* Problem: Pull out every line below that contains the word "hill".

— BEGIN —

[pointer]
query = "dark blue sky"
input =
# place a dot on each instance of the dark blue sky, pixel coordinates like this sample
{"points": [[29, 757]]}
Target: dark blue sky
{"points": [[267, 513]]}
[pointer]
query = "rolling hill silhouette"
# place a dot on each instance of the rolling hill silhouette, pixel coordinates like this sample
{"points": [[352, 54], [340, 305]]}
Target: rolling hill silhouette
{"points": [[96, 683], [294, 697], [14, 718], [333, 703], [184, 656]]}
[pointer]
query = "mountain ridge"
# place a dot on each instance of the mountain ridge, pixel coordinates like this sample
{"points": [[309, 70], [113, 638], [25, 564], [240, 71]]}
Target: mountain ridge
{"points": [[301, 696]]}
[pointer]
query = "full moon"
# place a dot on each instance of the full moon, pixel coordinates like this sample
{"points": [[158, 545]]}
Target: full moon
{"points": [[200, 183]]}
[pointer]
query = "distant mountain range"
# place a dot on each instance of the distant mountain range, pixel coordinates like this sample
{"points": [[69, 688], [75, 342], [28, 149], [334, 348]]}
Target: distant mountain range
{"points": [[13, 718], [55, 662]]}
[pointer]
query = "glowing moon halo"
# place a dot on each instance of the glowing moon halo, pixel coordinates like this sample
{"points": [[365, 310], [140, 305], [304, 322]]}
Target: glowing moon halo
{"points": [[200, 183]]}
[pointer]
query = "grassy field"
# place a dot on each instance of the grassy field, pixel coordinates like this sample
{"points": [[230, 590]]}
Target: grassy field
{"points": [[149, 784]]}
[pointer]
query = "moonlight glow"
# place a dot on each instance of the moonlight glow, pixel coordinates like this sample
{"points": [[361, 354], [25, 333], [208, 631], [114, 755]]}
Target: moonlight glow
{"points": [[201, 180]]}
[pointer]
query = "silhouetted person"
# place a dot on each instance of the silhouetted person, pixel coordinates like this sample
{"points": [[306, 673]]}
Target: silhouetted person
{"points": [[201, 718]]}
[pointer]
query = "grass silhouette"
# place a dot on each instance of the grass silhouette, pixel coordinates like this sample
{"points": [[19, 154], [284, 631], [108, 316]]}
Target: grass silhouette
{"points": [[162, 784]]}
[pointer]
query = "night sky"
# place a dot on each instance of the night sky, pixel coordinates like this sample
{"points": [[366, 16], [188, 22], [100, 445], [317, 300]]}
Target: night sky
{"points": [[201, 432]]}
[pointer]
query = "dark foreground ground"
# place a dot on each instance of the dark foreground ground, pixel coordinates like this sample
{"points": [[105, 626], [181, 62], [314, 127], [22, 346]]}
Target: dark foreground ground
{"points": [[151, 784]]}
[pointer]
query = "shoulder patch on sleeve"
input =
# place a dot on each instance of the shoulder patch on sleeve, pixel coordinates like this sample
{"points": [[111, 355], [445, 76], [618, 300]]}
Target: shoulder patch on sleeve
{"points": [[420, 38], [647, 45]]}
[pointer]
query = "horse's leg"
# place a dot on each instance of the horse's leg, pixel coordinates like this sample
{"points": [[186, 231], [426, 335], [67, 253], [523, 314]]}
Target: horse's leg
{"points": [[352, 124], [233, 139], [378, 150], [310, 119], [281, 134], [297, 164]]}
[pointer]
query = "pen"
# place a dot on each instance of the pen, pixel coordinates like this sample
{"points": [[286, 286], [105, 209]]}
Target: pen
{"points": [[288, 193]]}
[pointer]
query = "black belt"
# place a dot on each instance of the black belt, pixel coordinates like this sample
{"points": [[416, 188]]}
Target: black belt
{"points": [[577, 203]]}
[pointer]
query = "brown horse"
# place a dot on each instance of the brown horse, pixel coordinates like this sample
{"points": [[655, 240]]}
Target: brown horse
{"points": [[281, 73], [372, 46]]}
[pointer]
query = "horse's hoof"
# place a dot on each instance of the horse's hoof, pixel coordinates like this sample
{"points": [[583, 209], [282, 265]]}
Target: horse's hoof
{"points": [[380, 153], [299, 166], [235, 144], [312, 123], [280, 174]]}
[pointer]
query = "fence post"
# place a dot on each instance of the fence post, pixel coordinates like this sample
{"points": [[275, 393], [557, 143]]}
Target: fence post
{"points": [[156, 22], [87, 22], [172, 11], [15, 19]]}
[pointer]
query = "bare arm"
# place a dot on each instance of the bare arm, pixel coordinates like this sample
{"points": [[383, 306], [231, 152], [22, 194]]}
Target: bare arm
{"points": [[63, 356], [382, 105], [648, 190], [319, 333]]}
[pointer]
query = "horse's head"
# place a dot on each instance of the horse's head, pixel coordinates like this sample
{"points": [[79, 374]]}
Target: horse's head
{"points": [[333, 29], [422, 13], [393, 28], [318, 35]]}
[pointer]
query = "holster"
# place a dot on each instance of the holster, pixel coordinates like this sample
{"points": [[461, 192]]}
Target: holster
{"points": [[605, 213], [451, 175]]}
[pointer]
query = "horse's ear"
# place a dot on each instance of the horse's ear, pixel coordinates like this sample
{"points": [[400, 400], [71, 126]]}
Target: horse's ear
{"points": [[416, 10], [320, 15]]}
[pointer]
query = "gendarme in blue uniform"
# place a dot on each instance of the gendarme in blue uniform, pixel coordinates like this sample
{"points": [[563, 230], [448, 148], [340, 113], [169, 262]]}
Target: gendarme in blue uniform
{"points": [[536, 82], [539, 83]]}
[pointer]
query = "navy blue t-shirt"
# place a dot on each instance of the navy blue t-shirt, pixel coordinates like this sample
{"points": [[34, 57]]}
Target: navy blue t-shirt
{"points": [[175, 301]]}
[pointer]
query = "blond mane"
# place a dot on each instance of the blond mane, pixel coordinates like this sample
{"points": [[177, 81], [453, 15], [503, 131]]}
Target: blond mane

— END —

* Solution to the exercise:
query = "rolling hill silhouette"
# place a dot on each instance of the rolling hill silhouette, pixel coordinates like this sample
Target: rolling hill silhouette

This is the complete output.